━━━ EXTRACT TO READ ━━━

Doxorubicin-An Agent with Multiple Mechanisms of Anticancer Activity

Abstract

Doxorubicin (DOX) constitutes the major constituent of anti-cancer treatment regimens currently in clinical use. However, the precise mechanisms of DOX's action are not fully understood. Emerging evidence points to the pleiotropic anticancer activity of DOX, including its contribution to DNA damage, reactive oxygen species (ROS) production, apoptosis, senescence, autophagy, ferroptosis, and pyroptosis induction, as well as its immunomodulatory role. This review aims to collect information on the anticancer mechanisms of DOX as well as its influence on anti-tumor immune response, providing a rationale behind the importance of DOX in modern cancer therapy.

Keywords: DNA damage response (DDR); adriamycin; apoptosis; doxorubicin; immunotherapy.

━━━

### ACTIVITIES
• 1. List every keyword given at the end of the doxorubicin abstract.
• 2. Please decide whether each statement agrees with the doxorubicin abstract, answering yes or no and quoting the words that settle it: (a) The exact mechanisms of DOX's action are fully understood. (b) DOX is the major constituent of anti-cancer treatment regimens currently in clinical use. (c) The review covers DOX's influence on the anti-tumor immune response.
• 3. In one to three sentences, state the purpose the doxorubicin abstract gives for the review's collecting information on DOX's anticancer mechanisms and its influence on the anti-tumor immune response.
The rows below aren't needed for any of this.

━━━ PROVIDED DATA ━━━

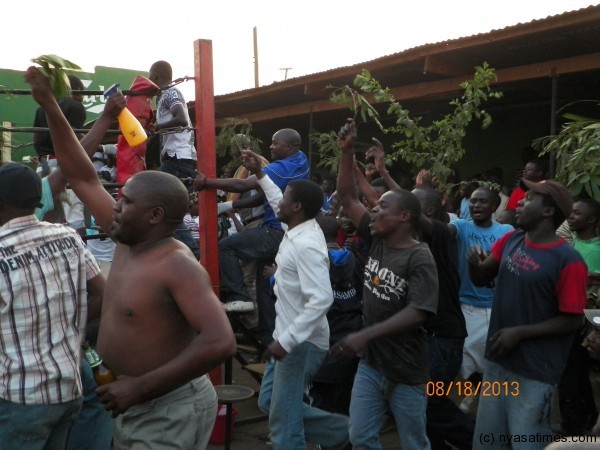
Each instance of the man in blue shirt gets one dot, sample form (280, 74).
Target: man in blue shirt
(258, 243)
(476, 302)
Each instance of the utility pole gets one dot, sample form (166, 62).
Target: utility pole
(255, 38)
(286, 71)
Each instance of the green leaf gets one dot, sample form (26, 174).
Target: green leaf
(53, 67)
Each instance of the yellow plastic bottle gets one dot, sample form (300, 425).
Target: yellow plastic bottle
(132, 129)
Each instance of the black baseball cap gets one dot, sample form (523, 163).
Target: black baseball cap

━━━
━━━ PROVIDED DATA ━━━

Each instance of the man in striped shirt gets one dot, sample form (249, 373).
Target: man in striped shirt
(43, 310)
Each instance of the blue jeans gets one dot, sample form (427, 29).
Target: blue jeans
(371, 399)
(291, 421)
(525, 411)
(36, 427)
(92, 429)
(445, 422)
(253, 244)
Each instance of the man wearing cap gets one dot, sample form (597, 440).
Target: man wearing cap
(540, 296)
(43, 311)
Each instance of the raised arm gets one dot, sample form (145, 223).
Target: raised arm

━━━

### ANSWER SET
• 1. DNA damage response (DDR); adriamycin; apoptosis; doxorubicin; immunotherapy.

• 2.
(a) No: "However, the precise mechanisms of DOX's action are not fully understood."
(b) Yes: "Doxorubicin (DOX) constitutes the major constituent of anti-cancer treatment regimens currently in clinical use."
(c) Yes: "This review aims to collect information on the anticancer mechanisms of DOX as well as its influence on anti-tumor immune response"

• 3. The review collects this information to provide a rationale behind the importance of DOX in modern cancer therapy.